• DESCRIPTION OF THE TASK: Gather all lines in the data that hold the string "provide".

• MATERIAL FOR THE TASK:
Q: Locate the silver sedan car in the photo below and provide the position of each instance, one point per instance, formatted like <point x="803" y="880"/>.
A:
---
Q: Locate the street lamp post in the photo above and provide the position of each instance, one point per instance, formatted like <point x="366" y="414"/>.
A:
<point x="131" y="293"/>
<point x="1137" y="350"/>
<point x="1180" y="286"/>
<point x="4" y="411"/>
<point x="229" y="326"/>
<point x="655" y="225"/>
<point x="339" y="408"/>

• PROBLEM SOLUTION:
Q: Locate the silver sedan car in the photo below and provide the position of each instance, one point per instance, formatted like <point x="803" y="880"/>.
Q: Locate the street lamp post in the photo above and provide the position of each instance, one point per instance, formatted like <point x="366" y="414"/>.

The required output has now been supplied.